What you have to do => Drop all images and give the records again exactly.

Supplied entries =>
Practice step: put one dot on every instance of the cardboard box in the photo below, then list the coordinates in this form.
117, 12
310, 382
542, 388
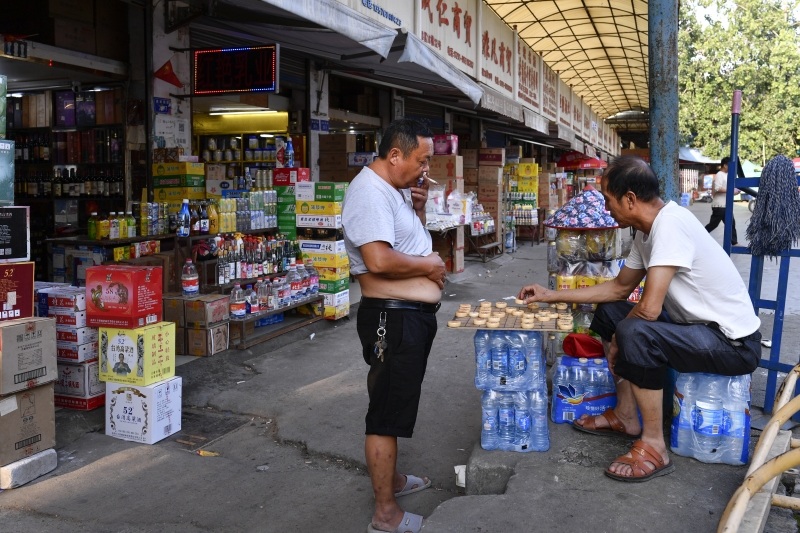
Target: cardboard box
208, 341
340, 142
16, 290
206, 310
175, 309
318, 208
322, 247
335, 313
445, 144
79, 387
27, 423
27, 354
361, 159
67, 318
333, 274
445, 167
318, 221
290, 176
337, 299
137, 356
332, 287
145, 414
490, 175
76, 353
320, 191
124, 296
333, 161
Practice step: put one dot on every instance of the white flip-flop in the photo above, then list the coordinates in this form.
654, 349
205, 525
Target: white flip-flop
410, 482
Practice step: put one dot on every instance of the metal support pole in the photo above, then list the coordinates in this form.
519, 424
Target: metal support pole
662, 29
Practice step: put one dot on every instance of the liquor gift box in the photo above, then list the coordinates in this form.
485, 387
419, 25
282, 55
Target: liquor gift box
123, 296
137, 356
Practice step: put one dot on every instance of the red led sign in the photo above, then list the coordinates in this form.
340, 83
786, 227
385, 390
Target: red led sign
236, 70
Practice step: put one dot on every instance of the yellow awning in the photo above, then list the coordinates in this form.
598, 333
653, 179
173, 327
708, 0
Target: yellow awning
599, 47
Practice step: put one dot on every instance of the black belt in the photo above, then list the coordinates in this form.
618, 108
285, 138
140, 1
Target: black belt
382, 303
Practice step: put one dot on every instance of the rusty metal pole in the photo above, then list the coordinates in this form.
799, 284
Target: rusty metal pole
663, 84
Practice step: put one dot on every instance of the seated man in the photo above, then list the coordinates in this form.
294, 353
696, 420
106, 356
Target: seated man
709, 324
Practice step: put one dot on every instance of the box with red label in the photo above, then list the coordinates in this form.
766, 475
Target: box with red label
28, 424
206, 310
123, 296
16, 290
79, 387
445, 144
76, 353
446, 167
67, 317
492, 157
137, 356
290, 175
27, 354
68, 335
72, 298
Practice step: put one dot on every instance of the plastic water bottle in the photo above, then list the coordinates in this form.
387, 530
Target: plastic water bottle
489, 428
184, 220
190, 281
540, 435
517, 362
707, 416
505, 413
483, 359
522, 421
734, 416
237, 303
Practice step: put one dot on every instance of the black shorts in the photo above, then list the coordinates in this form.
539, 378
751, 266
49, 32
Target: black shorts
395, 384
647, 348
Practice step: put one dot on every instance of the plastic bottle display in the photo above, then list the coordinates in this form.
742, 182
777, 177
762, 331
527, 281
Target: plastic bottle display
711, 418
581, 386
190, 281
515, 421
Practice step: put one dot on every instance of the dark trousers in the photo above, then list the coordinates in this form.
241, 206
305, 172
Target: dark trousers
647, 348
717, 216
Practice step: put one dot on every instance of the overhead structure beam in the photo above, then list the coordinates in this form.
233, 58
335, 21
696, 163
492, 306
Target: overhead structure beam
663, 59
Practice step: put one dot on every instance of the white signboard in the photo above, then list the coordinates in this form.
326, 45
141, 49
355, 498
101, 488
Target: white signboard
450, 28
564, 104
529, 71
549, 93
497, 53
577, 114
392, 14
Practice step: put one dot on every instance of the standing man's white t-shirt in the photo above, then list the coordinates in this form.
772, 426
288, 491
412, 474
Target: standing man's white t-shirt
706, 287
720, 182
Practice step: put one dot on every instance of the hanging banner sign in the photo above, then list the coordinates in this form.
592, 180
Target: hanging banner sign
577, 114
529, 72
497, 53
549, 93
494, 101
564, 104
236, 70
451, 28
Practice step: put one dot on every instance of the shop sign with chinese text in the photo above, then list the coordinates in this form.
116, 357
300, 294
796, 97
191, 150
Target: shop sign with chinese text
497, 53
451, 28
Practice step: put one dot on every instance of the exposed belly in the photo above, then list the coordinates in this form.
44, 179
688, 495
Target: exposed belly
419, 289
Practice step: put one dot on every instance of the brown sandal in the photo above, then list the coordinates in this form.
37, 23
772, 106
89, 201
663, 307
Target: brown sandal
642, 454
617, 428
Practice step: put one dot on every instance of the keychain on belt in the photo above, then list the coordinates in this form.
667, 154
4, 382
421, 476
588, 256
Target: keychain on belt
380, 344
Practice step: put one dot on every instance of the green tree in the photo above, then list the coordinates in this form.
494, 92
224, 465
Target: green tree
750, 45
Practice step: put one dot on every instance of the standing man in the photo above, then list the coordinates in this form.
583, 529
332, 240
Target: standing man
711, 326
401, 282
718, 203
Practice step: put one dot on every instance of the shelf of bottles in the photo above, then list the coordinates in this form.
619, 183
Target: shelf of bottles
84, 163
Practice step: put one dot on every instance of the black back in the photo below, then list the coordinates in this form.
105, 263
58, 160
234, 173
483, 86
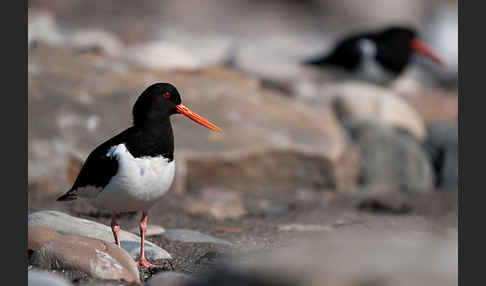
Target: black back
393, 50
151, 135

Full response =>
Practice step: put one dot on every instance of the cardboard box in the photo below, then list the coordinates in this form.
117, 12
310, 382
542, 388
Target: cardboard box
208, 341
340, 142
16, 290
206, 310
175, 309
318, 208
322, 247
335, 313
445, 144
79, 387
27, 423
27, 354
361, 159
67, 318
333, 274
445, 167
318, 221
290, 176
337, 299
137, 356
332, 287
145, 414
490, 175
76, 353
320, 191
124, 296
333, 161
Practice step: put one dot on every instance of the white flip-flop in the photo above, then list the coordinates in this form.
654, 349
205, 525
Target: white flip-flop
410, 482
Practice step: put one dot on every instance of the metal support pole in the photo above, then list the coordinates in this form.
519, 424
Target: metal support pole
662, 29
Practice step: put one dot on every instance of the liquor gift box in the photo above, then list the coordinates in this form.
485, 387
419, 25
282, 55
Target: liquor gift box
123, 296
137, 356
Practice step: put one dot on every instance of the red led sign in the photo above, then list the coordinates in this form.
340, 83
786, 227
385, 390
Target: red led sign
236, 70
Practice step: put one dot on every instance of the yellow awning in the photo above, then list the coordinates in this form.
598, 333
653, 179
173, 327
708, 0
Target: yellow awning
599, 47
Practice step: put one dot on every instance of the black belt in the photo above, then list the coordinates in this form.
618, 108
285, 138
140, 1
Target: black belt
382, 303
Practice step: put one dot on every instance of the rusty metal pole in the photo above, then list the coordinates in this form.
799, 284
Target: rusty metal pole
663, 84
Practice step: put one dot on every instance of the seated man in the photo above, then list the coordinates in this form.
294, 353
696, 420
106, 356
Target: seated man
709, 324
Practice step: put one dot on every instance of the box with red label in the photo above, then list the coordinates in this form.
766, 475
Target: box with red label
28, 424
206, 310
123, 296
16, 290
79, 387
445, 144
76, 353
446, 167
67, 317
492, 157
137, 356
290, 175
27, 354
68, 335
72, 298
Practice step: put one dot on every instance of the plastic water bottle in the photo above, then list the coordinates in this form.
387, 530
Target: plastic water bottle
489, 428
184, 220
190, 281
540, 435
517, 362
707, 416
505, 413
483, 359
522, 421
734, 416
237, 303
Practice step: put one dot on every instance of the black shorts in the photo above, then list the coordinates in this form.
539, 378
751, 266
49, 32
Target: black shorts
395, 384
647, 348
Practice step: put one dot on every instance of the plastic bottle display in the photo above, then list the coordinates in this form.
742, 182
777, 177
762, 331
527, 281
Target: plastic bottle display
711, 418
581, 386
190, 281
515, 421
Practice step: put one dot on every instance of the dark trousers in the photo above, then list the coordinates in this form.
241, 206
305, 172
Target: dark trousers
647, 348
717, 216
Practice step: put one dot on every instance of the overhead structure beam in the photo above, then list the coordinates in this form.
233, 58
335, 21
696, 163
492, 306
Target: overhead structure beam
663, 59
Practice step: put one dot on every instance of the white signboard in the photo above, then list the coordinates in this form.
326, 45
141, 49
355, 498
101, 488
Target: white signboard
450, 28
564, 104
529, 71
549, 93
497, 53
577, 114
392, 14
Practice step: put one dot on every instance of the standing man's white t-shirt in the photo above, then list the coordinates in this form.
772, 426
288, 491
412, 474
Target: standing man's white t-shirt
706, 287
720, 182
Practice step: put one dot on every instance of the hanging banner sign in the photo above, then list the coordinates in this form.
592, 180
Target: hanging banner sign
577, 114
529, 72
497, 53
549, 93
494, 101
564, 104
236, 70
451, 28
Practice step: put one dot on every instance of the shop sign with chinese text in the photo above, then list the coordinates in this form.
116, 357
300, 294
796, 97
191, 150
Target: shop sign with chinese text
497, 53
451, 28
Practice step: put one dot on every instance of the exposed belly in the photo above, then list the coordinates in this form.
44, 179
688, 495
Target: exposed belly
419, 289
Practice step: put one dot on every instance of the brown sandal in the photo above, then list the coordinates in this form.
37, 23
772, 106
89, 201
663, 307
Target: brown sandal
642, 454
617, 428
Practice step: put one dot on every instance of the keychain on belt in the photo above, then list the coordinates in this form.
667, 154
4, 382
421, 476
588, 256
Target: keychain on belt
380, 344
Practice step: put one dot on every instance of the green tree in the photo above, then list the coordinates in this form.
494, 92
224, 465
Target: green tree
750, 45
Practice step: put one dot on every instance of the standing man in the photo above, then list the coordinates in this form.
583, 529
332, 240
Target: standing man
711, 326
401, 282
718, 203
Practice step: put one dot on every instance of the shelf of bottles in the photo above, then list the coordinates in this form.
619, 183
Target: shelf of bottles
84, 163
Practice step: put one dot on every instance of the black back in the photo below, then list the coordinates in this form.
105, 263
58, 160
234, 173
483, 86
Target: black back
393, 50
151, 135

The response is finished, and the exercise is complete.